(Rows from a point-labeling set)
++++
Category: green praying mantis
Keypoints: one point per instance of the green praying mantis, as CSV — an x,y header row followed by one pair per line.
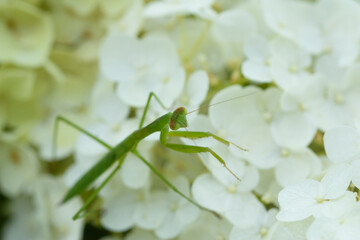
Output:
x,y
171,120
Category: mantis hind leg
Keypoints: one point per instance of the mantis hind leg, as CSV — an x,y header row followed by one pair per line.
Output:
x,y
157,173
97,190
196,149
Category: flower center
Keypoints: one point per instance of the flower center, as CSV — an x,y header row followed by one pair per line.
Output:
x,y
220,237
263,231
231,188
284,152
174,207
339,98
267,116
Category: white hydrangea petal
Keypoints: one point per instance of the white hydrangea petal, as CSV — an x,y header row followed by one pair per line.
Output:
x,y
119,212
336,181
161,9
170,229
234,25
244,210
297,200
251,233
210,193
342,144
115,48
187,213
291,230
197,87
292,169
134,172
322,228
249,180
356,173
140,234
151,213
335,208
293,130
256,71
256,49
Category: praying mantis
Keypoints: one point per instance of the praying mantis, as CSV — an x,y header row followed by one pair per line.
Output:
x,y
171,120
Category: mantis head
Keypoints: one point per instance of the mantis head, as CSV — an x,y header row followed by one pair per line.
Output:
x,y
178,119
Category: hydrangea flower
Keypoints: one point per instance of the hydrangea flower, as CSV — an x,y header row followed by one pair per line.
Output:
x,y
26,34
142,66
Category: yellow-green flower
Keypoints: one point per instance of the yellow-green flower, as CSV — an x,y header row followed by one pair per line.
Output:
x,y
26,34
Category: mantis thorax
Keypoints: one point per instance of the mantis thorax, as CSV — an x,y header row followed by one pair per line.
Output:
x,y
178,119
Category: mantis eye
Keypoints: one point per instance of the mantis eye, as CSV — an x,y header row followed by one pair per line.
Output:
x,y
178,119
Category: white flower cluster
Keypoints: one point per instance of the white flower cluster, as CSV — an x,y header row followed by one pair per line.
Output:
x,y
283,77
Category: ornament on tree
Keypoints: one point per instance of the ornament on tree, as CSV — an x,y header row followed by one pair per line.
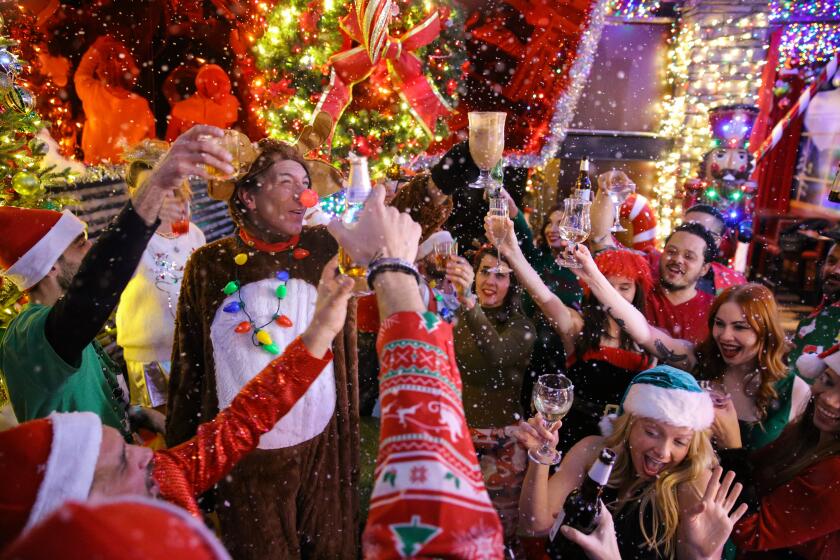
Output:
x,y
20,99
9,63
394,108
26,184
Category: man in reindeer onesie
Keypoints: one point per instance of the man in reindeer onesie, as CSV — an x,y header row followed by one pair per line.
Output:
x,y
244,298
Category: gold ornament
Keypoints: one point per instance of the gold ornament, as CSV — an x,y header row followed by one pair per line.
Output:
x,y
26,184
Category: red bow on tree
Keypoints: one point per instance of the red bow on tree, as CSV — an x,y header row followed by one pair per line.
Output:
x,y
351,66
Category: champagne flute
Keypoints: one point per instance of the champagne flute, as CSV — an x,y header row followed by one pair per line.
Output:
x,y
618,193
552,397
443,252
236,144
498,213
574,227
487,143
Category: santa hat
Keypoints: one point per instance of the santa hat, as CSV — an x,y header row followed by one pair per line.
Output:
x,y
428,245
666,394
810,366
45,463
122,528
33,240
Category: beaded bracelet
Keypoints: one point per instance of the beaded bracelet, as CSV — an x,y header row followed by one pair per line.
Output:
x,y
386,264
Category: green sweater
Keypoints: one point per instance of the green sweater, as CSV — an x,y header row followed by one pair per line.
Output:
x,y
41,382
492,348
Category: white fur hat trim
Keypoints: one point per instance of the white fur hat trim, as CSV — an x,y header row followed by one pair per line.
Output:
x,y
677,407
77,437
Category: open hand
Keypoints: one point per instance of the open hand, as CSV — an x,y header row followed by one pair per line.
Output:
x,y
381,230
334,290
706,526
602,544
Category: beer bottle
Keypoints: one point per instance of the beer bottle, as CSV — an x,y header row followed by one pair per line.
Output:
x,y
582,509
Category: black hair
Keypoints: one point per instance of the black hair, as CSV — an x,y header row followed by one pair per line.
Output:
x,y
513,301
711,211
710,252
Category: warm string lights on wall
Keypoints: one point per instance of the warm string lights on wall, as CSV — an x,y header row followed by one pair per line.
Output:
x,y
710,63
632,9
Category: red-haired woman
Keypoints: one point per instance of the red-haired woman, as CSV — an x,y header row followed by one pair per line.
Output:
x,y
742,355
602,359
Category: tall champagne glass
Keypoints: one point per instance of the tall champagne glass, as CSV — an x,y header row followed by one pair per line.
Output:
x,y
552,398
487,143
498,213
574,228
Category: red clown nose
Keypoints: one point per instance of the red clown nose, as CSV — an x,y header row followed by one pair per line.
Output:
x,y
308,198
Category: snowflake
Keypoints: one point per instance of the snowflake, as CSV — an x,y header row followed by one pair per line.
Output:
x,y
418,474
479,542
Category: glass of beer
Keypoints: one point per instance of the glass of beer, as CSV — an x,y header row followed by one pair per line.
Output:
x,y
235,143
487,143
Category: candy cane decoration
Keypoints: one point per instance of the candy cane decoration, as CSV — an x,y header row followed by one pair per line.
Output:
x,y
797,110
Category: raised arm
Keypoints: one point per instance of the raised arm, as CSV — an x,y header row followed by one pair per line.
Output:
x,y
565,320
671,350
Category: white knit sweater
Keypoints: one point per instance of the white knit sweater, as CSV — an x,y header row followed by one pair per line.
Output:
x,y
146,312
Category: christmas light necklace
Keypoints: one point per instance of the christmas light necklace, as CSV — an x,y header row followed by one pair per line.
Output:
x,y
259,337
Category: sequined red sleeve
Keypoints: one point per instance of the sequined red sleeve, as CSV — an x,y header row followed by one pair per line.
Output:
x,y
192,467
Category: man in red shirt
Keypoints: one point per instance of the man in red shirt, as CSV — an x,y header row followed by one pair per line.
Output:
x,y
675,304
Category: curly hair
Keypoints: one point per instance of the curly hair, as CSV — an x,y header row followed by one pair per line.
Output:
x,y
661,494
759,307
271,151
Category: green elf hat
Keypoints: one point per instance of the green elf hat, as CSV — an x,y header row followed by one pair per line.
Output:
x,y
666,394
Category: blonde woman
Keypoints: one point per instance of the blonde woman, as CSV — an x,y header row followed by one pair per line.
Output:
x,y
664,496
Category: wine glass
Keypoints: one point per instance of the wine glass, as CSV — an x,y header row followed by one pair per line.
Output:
++++
▶ _Task_
Rewrite all of the rows above as a numbered list of their lines. Skip blank lines and leave the pictures out.

▶ _Solution to this exercise_
1. Category: green praying mantis
2. Keypoints: one point per instance of the green praying mantis, as CSV — an x,y header row followed by one pair per line.
3. Output:
4. x,y
5. 171,120
6. Category: mantis hind leg
7. Keypoints: one point per instance of the mantis hind leg, as CSV — an x,y header row followed by one pair per line.
8. Output:
9. x,y
10. 157,173
11. 97,190
12. 196,149
13. Category: flower center
14. Keypoints: one point per instance of the flower center, as CSV — an x,y header row followed by one pair per line.
15. Output:
16. x,y
17. 220,237
18. 263,231
19. 231,188
20. 284,152
21. 174,207
22. 339,98
23. 267,116
24. Category: white hydrangea petal
25. Keypoints: one point per instance of the white hydrangea petal, as CSV — an x,y header row followed by one pair per line.
26. Output:
27. x,y
28. 119,212
29. 336,181
30. 161,9
31. 170,229
32. 234,25
33. 244,210
34. 297,200
35. 251,233
36. 210,193
37. 342,144
38. 115,48
39. 187,213
40. 291,230
41. 197,87
42. 292,169
43. 134,172
44. 322,228
45. 249,180
46. 356,173
47. 140,234
48. 151,213
49. 335,208
50. 293,130
51. 256,71
52. 256,49
53. Category: praying mantis
54. Keypoints: one point per instance of the praying mantis, as CSV — an x,y header row followed by one pair per line.
55. Output:
56. x,y
57. 171,120
58. Category: mantis head
59. Keypoints: one point per instance of the mantis head, as CSV — an x,y header row followed by one pair per line.
60. Output:
61. x,y
62. 178,119
63. Category: hydrangea flower
64. Keypoints: one point per instance of the hydrangea flower, as CSV — an x,y header row followed by one pair per line.
65. Output:
66. x,y
67. 26,34
68. 142,66
69. Category: yellow-green flower
70. Keypoints: one point per instance of the yellow-green flower, as CSV — an x,y header row followed by one pair per line.
71. Output:
72. x,y
73. 26,34
74. Category: mantis thorax
75. Keypoints: one point per instance of the mantis thorax, as CSV — an x,y header row followed by one pair per line.
76. Output:
77. x,y
78. 178,119
79. Category: mantis eye
80. Keypoints: one point per instance of the mantis eye, as CSV — an x,y header row followed by one pair per line.
81. Output:
82. x,y
83. 178,119
84. Category: white flower cluster
85. Keypoints: one point per instance of the white flower cluster, as CSV — an x,y header row followed by one pair per line.
86. Output:
87. x,y
88. 283,77
89. Category: ornament on tree
90. Keypoints: one point per instance of the ornament on tree, as CSV — an x,y header row followed by one pair per line.
91. Output:
92. x,y
93. 20,99
94. 9,63
95. 394,108
96. 26,184
97. Category: man in reindeer onesie
98. Keypoints: one point per instance of the man in reindeer onesie, as CSV — an x,y header row followed by one pair per line.
99. Output:
100. x,y
101. 244,298
102. Category: gold ornament
103. Keypoints: one point per instance of the gold ornament, as CSV — an x,y header row followed by one pair per line.
104. Output:
105. x,y
106. 26,184
107. Category: red bow on tree
108. Keypoints: one point per instance of the red bow on tree, as CSV — an x,y header row followed by one pair per line.
109. Output:
110. x,y
111. 351,66
112. Category: champagne flute
113. Keypoints: one point per instance of the champagne flute, as CSV — an x,y header row followed by one pair per line.
114. Output:
115. x,y
116. 618,193
117. 552,397
118. 443,252
119. 236,144
120. 498,213
121. 574,227
122. 487,143
123. Category: santa hat
124. Keypoints: one point per instance of the santa hat, as CSV — an x,y header row followed by one pair per line.
125. Output:
126. x,y
127. 428,245
128. 666,394
129. 810,366
130. 45,463
131. 122,528
132. 33,240
133. Category: beaded bracelet
134. Keypoints: one point per instance of the beaded bracelet, as CSV — an x,y header row followed by one pair per line.
135. Output:
136. x,y
137. 386,264
138. Category: green sweater
139. Keypoints: one point per instance of the green sweater, as CSV — an x,y header row followed by one pair per line.
140. Output:
141. x,y
142. 41,382
143. 492,348
144. Category: white fur hat trim
145. Keypoints: one point per instance of the white fur hat trim, as CSV — an x,y header row followed by one pair per line.
146. Output:
147. x,y
148. 677,407
149. 77,437
150. Category: open hand
151. Keypoints: one point per instance of the open hand, as CSV — an x,y header row followed by one pair per line.
152. Output:
153. x,y
154. 381,230
155. 334,290
156. 706,526
157. 602,544
158. Category: beer bottle
159. Keypoints: one point per instance of the beer bottle, as CSV — an x,y header row followed by one pair per line.
160. Output:
161. x,y
162. 582,509
163. Category: black hair
164. Keypoints: one point per instance of the black hair, as CSV — an x,y header row followed by one pair per line.
165. Output:
166. x,y
167. 513,301
168. 711,211
169. 710,252
170. Category: warm string lights on wall
171. Keypoints: one point per instance of the warm string lights on wall, as CSV — an x,y header row followed by one pair per line.
172. Output:
173. x,y
174. 710,63
175. 632,9
176. Category: red-haired woman
177. Keypoints: one point per instance of the red-haired woman, as CSV — an x,y header row followed by one pair per line.
178. Output:
179. x,y
180. 742,355
181. 602,359
182. Category: tall champagne glass
183. Keypoints: one point per instance of the tall champagne glass, as CSV — an x,y header row followed by one pair per line.
184. Output:
185. x,y
186. 552,398
187. 487,143
188. 498,213
189. 574,228
190. Category: red clown nose
191. Keypoints: one point per instance of the red clown nose, as CSV — an x,y header row followed by one pair per line.
192. Output:
193. x,y
194. 308,198
195. Category: snowflake
196. Keypoints: one point per instance of the snowflake, as CSV — an x,y header row followed by one pair per line.
197. Output:
198. x,y
199. 418,474
200. 479,542
201. Category: glass of beer
202. Keypoints: one point per instance of the glass of beer, as CSV — an x,y header row followed by one pair per line.
203. Output:
204. x,y
205. 235,143
206. 487,143
207. Category: candy cane decoration
208. Keypoints: one point per instance of the candy cane decoration, as CSV — an x,y header row followed by one pair per line.
209. Output:
210. x,y
211. 797,110
212. Category: raised arm
213. Keypoints: one point per instance of the raised arm, as CSV — an x,y header row followed by one pair per line.
214. Output:
215. x,y
216. 565,320
217. 671,350
218. Category: white knit sweater
219. Keypoints: one point per instance of the white knit sweater, as CSV — an x,y header row followed by one pair per line.
220. Output:
221. x,y
222. 146,312
223. Category: christmas light necklace
224. Keypoints: one point per instance of the christmas light necklace, as CSV — an x,y header row followed by one pair per line.
225. Output:
226. x,y
227. 259,337
228. Category: sequined red sleeve
229. Keypoints: one point per instance of the sequined red sleeve, as CSV — an x,y header row followed by one pair per line.
230. Output:
231. x,y
232. 192,467
233. Category: man in red shirt
234. Keypoints: one point per instance of the man in red shirt, as CSV — an x,y header row followed by one pair per line.
235. Output:
236. x,y
237. 675,304
238. Category: curly hair
239. Keypoints: one point per instance of the curly hair, as CSV — an x,y header row followed by one pair per line.
240. Output:
241. x,y
242. 661,494
243. 759,307
244. 271,151
245. Category: green elf hat
246. Keypoints: one point per instance of the green elf hat, as CSV — an x,y header row followed by one pair per line.
247. Output:
248. x,y
249. 666,394
250. Category: blonde woman
251. Keypoints: one point per instance of the blonde woman, as CSV — an x,y header row followed by one pair per line.
252. Output:
253. x,y
254. 664,496
255. Category: wine glass
256. Keypoints: one point per instance of the wine glass, as CSV — an x,y header row followed by one pair per line.
257. Output:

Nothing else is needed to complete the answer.